_Exercise prompt_
With the line containing "Category: rear window wiper" as the first line and the last line of the records as the final one, reproduce that range exactly.

_Records provided_
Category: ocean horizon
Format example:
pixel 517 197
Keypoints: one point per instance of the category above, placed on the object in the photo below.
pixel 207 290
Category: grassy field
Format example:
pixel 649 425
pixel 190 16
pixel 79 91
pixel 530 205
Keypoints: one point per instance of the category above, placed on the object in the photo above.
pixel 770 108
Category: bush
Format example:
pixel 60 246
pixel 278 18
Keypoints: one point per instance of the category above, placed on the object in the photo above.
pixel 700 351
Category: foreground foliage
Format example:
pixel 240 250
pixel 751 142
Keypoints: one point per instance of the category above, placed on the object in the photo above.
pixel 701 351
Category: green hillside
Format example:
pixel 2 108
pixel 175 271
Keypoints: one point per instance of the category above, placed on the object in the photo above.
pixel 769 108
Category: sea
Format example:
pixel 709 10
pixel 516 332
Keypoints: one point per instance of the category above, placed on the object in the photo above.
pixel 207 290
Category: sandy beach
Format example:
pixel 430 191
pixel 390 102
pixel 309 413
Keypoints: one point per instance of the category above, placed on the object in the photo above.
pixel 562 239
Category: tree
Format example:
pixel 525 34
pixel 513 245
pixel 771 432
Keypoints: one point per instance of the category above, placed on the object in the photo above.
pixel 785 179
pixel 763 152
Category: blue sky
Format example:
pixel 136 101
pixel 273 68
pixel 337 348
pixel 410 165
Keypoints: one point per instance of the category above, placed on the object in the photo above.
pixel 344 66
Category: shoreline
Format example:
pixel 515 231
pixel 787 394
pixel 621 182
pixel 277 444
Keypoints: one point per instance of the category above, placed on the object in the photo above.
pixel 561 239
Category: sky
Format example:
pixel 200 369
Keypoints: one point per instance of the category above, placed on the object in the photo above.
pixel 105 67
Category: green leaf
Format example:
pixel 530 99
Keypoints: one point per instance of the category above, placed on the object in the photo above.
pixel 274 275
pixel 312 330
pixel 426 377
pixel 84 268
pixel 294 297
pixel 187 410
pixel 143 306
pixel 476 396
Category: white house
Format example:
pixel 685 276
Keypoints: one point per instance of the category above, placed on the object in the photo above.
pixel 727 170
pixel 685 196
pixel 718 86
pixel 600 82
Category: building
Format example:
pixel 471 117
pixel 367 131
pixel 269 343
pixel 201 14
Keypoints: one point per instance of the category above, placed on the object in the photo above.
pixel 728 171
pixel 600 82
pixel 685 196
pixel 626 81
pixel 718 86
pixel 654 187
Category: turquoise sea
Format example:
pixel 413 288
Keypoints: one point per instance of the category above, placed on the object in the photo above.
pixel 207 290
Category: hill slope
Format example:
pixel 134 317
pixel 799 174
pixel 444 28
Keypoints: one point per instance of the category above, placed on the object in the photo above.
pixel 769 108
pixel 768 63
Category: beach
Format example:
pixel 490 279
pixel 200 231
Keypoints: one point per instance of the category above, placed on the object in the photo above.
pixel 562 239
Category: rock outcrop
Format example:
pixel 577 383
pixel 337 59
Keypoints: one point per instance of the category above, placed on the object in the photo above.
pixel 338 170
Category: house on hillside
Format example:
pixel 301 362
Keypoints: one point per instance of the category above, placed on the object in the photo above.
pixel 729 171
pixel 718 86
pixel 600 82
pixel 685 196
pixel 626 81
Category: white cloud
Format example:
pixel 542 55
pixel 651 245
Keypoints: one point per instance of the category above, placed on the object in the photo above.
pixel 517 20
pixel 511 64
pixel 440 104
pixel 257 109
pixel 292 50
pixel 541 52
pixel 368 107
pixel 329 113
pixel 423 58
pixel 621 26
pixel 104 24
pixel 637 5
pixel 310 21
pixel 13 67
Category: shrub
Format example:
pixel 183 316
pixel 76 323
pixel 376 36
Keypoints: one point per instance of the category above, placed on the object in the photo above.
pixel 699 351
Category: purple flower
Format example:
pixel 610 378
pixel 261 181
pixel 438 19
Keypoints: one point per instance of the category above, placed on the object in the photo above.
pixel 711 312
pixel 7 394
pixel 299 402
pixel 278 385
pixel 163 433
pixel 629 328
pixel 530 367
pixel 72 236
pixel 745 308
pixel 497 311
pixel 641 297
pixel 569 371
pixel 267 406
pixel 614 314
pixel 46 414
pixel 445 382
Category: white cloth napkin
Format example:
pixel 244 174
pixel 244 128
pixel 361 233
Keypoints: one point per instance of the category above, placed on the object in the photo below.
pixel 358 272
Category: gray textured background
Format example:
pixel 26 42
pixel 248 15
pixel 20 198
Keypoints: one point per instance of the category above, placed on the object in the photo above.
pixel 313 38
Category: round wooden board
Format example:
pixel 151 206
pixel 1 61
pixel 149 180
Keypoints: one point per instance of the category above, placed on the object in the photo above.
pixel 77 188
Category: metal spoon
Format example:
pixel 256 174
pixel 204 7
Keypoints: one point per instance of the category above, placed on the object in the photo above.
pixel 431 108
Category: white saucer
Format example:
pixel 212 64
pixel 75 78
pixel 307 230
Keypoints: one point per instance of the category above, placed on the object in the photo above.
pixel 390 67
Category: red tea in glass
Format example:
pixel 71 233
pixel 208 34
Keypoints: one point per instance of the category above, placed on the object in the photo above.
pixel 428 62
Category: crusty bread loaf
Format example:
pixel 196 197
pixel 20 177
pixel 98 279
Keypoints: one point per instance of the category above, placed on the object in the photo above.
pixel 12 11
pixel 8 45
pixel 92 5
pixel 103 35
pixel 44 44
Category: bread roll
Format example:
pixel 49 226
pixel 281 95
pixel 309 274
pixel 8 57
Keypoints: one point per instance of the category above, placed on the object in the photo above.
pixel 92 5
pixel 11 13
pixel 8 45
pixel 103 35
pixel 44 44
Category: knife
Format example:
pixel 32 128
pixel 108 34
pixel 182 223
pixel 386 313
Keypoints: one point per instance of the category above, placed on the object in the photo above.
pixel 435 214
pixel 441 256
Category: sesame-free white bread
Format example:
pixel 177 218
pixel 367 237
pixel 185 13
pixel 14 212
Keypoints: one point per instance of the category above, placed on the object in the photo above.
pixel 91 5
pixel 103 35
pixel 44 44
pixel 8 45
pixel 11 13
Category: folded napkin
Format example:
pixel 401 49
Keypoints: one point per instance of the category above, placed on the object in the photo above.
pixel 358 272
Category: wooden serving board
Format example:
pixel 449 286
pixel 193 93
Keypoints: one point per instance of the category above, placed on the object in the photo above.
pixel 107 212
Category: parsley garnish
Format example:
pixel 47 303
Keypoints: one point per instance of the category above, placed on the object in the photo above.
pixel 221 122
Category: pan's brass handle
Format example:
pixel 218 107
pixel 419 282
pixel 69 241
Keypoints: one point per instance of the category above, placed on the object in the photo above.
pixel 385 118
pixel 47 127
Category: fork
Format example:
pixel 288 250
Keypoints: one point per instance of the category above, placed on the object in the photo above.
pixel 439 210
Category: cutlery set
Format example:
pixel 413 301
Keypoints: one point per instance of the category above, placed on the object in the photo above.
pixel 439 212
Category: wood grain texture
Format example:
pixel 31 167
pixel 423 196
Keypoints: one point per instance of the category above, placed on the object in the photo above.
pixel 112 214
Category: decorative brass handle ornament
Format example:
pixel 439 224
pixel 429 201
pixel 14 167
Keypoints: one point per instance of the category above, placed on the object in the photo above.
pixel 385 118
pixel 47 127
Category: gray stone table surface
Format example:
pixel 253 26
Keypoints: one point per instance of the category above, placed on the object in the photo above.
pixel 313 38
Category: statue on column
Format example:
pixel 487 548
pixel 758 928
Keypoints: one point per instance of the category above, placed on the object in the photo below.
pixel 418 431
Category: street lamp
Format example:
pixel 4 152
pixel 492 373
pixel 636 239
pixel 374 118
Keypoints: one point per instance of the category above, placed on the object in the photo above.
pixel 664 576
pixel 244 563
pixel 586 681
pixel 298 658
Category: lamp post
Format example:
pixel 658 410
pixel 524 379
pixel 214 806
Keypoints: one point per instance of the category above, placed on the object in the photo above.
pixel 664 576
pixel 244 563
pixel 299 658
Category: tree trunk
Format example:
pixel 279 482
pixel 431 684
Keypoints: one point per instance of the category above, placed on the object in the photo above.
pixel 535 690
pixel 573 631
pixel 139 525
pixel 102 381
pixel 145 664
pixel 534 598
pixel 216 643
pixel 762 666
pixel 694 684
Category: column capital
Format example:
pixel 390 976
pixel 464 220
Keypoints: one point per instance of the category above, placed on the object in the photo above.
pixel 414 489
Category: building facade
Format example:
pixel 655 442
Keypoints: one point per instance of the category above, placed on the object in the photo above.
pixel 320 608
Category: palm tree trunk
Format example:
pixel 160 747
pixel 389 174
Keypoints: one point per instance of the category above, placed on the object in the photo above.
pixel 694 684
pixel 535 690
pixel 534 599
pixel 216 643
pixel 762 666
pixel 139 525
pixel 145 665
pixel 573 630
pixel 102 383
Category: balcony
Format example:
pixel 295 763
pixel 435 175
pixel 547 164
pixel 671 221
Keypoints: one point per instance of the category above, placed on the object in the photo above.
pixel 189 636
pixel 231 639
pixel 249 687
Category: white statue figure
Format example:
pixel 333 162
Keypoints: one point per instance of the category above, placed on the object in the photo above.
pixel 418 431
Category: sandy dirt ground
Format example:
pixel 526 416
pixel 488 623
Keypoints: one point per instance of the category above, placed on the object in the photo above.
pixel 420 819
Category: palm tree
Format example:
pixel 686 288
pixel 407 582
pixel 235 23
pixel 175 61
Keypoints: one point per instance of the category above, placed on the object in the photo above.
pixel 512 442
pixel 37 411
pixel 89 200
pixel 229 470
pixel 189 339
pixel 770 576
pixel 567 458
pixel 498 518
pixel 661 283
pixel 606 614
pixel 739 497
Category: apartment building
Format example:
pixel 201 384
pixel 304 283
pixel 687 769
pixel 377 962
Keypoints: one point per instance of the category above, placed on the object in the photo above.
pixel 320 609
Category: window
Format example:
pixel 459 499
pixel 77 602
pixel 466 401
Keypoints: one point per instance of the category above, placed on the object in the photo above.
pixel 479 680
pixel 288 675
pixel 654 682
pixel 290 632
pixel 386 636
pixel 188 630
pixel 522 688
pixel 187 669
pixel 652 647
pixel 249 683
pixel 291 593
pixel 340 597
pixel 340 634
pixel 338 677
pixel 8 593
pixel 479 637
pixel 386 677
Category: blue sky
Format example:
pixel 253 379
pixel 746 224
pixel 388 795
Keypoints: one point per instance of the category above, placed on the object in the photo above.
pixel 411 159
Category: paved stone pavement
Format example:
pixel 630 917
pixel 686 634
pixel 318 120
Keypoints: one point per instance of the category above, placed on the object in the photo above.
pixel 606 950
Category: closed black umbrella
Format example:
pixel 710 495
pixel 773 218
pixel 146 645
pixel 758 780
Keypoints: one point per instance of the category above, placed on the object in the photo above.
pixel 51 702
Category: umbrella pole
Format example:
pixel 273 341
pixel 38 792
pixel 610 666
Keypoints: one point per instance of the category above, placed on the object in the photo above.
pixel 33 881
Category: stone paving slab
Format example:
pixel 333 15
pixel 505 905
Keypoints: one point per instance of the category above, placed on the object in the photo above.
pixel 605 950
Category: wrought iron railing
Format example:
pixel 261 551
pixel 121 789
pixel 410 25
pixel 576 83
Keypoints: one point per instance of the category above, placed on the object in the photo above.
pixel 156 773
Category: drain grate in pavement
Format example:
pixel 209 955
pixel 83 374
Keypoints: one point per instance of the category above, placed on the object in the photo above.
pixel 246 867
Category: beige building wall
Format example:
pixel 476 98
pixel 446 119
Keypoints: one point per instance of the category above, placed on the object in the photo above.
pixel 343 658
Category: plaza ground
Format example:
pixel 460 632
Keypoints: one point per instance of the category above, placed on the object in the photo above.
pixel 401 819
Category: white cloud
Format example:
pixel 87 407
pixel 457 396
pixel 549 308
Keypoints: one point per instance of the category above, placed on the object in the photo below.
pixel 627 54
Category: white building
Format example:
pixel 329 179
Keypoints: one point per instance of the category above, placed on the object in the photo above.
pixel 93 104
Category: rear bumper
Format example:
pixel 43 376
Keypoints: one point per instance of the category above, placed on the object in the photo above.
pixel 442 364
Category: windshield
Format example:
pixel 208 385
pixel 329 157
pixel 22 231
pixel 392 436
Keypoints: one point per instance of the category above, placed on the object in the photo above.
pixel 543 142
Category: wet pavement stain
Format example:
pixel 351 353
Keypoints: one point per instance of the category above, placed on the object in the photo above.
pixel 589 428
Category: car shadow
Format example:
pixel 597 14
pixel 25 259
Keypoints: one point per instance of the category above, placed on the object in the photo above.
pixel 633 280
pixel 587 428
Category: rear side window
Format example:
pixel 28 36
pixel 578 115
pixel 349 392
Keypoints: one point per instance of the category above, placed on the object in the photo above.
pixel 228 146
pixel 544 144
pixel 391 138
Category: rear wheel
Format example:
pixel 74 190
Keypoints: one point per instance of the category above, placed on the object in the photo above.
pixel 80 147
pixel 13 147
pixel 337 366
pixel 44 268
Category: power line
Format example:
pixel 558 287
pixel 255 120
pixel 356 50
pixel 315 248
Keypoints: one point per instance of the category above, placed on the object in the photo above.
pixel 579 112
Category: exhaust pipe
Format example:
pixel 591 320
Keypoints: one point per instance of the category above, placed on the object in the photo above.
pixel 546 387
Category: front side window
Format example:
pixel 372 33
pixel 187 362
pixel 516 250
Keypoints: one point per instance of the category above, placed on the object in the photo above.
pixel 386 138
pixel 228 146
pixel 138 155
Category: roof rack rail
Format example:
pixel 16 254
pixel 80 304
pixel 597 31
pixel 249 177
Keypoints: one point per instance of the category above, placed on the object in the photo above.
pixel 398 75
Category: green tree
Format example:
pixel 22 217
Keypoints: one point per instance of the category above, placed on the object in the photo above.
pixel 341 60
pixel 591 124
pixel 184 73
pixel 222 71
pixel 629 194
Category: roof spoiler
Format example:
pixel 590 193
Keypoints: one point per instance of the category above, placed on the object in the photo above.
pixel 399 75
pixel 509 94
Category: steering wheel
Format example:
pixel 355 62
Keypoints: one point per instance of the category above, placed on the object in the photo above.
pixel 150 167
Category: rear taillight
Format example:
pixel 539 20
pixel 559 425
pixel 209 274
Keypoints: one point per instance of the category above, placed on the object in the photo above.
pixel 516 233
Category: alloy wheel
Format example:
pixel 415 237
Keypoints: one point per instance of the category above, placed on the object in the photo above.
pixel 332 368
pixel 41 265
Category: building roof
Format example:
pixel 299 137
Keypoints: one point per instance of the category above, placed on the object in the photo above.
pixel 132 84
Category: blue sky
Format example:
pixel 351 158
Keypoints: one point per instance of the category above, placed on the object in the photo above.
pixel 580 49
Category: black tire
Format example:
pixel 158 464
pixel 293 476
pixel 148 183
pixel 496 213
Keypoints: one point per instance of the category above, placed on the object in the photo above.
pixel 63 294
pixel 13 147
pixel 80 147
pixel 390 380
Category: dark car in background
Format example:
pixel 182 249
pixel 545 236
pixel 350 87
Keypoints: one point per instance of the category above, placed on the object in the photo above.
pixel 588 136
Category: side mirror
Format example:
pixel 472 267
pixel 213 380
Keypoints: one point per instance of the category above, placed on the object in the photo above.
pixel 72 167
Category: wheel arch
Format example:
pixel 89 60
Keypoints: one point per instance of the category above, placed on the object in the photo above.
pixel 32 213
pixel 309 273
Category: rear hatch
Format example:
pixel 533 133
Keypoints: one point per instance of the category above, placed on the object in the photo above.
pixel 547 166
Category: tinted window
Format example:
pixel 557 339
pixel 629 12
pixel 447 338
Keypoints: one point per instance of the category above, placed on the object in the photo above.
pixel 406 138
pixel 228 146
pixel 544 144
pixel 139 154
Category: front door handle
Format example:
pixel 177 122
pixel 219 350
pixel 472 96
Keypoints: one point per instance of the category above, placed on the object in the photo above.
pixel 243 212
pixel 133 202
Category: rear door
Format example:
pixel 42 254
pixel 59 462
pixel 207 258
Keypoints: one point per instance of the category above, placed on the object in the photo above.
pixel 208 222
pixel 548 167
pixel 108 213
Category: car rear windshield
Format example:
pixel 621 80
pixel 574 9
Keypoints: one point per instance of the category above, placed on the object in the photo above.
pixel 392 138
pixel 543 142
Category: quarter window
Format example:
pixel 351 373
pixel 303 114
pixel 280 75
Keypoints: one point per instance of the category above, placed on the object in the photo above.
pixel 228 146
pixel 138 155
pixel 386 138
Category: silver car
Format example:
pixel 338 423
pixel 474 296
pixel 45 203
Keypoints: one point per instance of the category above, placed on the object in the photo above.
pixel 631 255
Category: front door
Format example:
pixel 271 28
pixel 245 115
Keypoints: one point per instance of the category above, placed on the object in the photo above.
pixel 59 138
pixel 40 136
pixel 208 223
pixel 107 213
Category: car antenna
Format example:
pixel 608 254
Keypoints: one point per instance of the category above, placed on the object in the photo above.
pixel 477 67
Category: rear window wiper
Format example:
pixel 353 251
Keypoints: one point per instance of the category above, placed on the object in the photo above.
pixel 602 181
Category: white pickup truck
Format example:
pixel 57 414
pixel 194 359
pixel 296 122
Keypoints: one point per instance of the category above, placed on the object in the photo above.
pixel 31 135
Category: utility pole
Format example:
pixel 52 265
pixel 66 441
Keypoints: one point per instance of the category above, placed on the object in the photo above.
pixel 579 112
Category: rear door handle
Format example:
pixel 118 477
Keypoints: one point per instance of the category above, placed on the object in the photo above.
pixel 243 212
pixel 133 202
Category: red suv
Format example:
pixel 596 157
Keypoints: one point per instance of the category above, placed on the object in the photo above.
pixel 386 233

_Reply to the task_
Category: rear window wiper
Format example:
pixel 353 251
Keypoints: one point per instance of the category above, placed on the object in the photo above.
pixel 602 181
Category: white pickup truck
Format example:
pixel 57 414
pixel 194 359
pixel 296 122
Keypoints: one point per instance of the category above, placed on the object in the photo above.
pixel 31 135
Category: utility pole
Format example:
pixel 52 265
pixel 66 441
Keypoints: one point per instance of the category above, placed on the object in the photo above.
pixel 579 112
Category: rear door handle
Format example:
pixel 118 477
Keypoints: one point per instance of the category above, placed on the object in the photo above.
pixel 243 212
pixel 133 202
Category: red suv
Format example:
pixel 596 157
Keypoints: one point per instance of the category above, placed on the object in the photo above.
pixel 386 233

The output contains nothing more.